== Passage présenté
L’homme et l’héritage
L’héritage de IBK ressemble à un véritable champ de ruines. Il sera plus lourd à porter sans aucun doute, plus lourd que celui de l’UDPM en 1991. Deux décennies de ‘démocratie’ à la malienne ont fait faner bien de promesses et balayé bien d’espérances. Le plus difficile à reconstruire, ce ne sera pas les ruines matérielles mais plus sûrement la débâcle humaine. La longue dérive de l’homme malien depuis le coup d’État de 1968 a atteint sous l’ère “démocratique”, le stade de la putréfaction.
Au début des années soixante, le Malien était pétri des valeurs du Soudanais, opprimé certes pendant la période coloniale, mais reconnu et respecté pour son sérieux, son intégrité morale, son goût du travail bien fait, son ardeur à la tâche, enfin et surtout pour son patriotisme.
Qu’est-il devenu?
Triste bilan, triste spectacle, triste comportement surtout au niveau des cadres et des élites politiques et sociales.
Comment a-t-il pu tomber si bas ?
Et que faire pour reconstruire ce Malien ?
Un véritable défi pour le Président nouvellement élu !
Par où commencer sur un terrain miné où tout peut exploser à tout moment ?
Il faudra du courage voire du culot mais aussi et surtout une lucidité extrême pour affronter une situation aussi complexe. On peut résumer sa tâche à deux défis majeurs et concomitants : changer à la fois le système et les hommes dont il a hérité. Il n’ya pas d’autre alternative.
Mais avant d’analyser les pistes de solutions éventuelles, examinons le contexte politique du moment.
Les caméléons d’un tour à l’autre de l’élection présidentielle
L’annonce des résultats partiels lors du premier tour des dernières présidentielles par le Ministère de l’Administration territoriale avait fait souffler un vent de panique au sein des forces politiques coalisées au sein du FDR. Leur défaite électorale avait l’air d’une véritable raclée au regard des moyens financiers colossaux mobilisés et des certitudes acquises (habitudes et méthodes utilisées pour gagner les élections par le passé). La réclamation tonitruante de la démission du Ministre et de la mise en place d’une commission internationale de dépouillement des bulletins de vote traduisaient l’inquiétude de ceux qui, deux décennies durant, avaient conduit le Mali au désastre. Criant à la fraude dont ils étaient les champions au cours des élections passées, ils avaient de la peine à comprendre que le glas avait sonné pour eux, inquiets d’avoir à rendre des comptes, après leur débâcle prévisible au second tour.
L’impressionnant butin de guerre soustrait des biens publics n’y fit rien. D’où l’agressivité et la violence des propos tenus. Ce fut un coup de tonnerre dans leur ciel qu’il croyait serein depuis la mise sous tutelle du pays par la CEDEAO et l’intervention française. Sûrs du soutien des occidentaux, ils croyaient pouvoir l’emporter facilement.
====
Consignes de travail
#1 Dans le texte sur l'héritage d'IBK, qu'est-ce qui faisait ressembler la défaite électorale du FDR à une véritable raclée ? Répondez en une à trois phrases.
#2 Écrivez la suite du texte sur l'héritage d'IBK, à partir de sa dernière phrase.
== Données sources
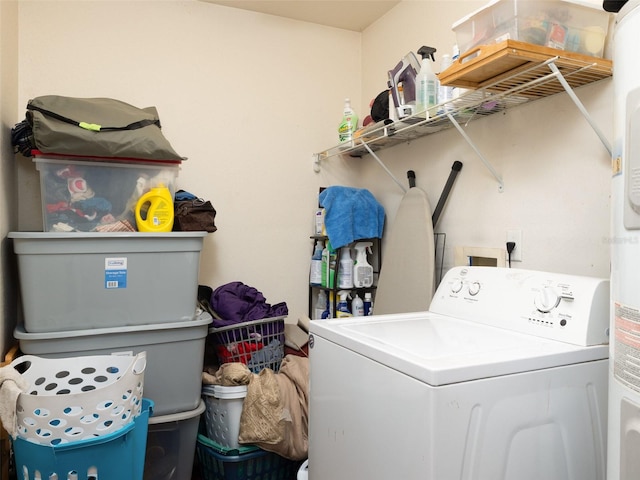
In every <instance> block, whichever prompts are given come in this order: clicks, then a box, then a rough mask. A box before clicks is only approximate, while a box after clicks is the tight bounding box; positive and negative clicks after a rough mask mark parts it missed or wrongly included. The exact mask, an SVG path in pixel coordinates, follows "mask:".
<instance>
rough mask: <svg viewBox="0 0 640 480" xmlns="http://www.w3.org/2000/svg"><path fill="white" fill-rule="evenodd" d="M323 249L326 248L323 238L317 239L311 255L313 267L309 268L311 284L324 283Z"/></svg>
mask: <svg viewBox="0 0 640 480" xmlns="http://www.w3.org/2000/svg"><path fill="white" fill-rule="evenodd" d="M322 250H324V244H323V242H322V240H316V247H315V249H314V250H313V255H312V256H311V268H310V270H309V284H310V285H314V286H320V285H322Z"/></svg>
====
Vos réponses écrites
#1 Cette défaite avait l'air d'une raclée au regard des moyens financiers colossaux mobilisés par le FDR. Elle l'était aussi au regard des certitudes acquises, c'est-à-dire les habitudes et les méthodes utilisées pour gagner les élections par le passé.

#2
La mobilisation populaire fut la première grande surprise des présentes élections, 51,5% au premier tour, selon les estimations officielles. Elle ne joua pas du tout en leur faveur, bien au contraire. Le raz de marée du second tour avec près de 78% de l’électorat en faveur de IBK les tétanisa. Incrédules, ils continuèrent à crier à la fraude, au bourrage des urnes, en accusant pêle-mêle l’appareil administratif, les militaires, les religieux et même les partenaires occidentaux dont ils se proclamaient pourtant être les disciples fort appréciés. Il a fallu de leur part de fortes pressions et de sévères mises en garde pour qu’ils se plient à la reconnaissance du bout de lèvres d’une défaite aussi cuisante. Mauvais perdants, ils continuèrent par voie de presse à parler de fraudes massives pour soulager leur amertume. Une telle attitude de leur part n’est pas surprenante.
Pour tout observateur averti de la scène politique malienne, un tel dénouement était prévisible, en raison du rejet généralisé de la classe politique discréditée en grande partie auprès des populations. Les faibles taux de participation ne dépassant guère les 30% aux élections organisées ces vingt dernières années en sont une indication.
Le FDR avait malheureusement réussi, à travers sa dénonciation tonitruante du coup d’Etat militaire du 22 mars 2012 et la diabolisation outrancière du Capitaine Sanogo, à masquer la situation tragique qui était celle de la démocratie malienne tant vantée à l’extérieur et partant sa responsabilité écrasante dans le désastre survenu. Aujourd’hui les élections passées mettent à nu le champ de ruines qu’ils ont laissé.
Se relèvera-t-il de la gifle électorale administrée par l’écrasante majorité des Maliennes et des Maliens ?
La farce et les dindons
La conséquence immédiate de la défaite du FDR fut son implosion dès le premier tour. Le signe distinctif fut l’appel à voter IBK du candidat de l’ADEMA. Comment ce parti créé dans des conditions historiques exceptionnellement favorables, a-t-il pu dilapider tout le capital d’espoir placé en lui en un laps de temps si court ?
Il faudra certainement remonter aux années Alpha Oumar Konaré pour comprendre une telle déchéance. L’entrée massive en politique d’opportunistes, le mélange détonnant entre affairisme et politique injecté à fortes doses par le clan dit CMDT, ont radicalement changé la donne politique.
Depuis cette période, on entre en politique comme en affaires.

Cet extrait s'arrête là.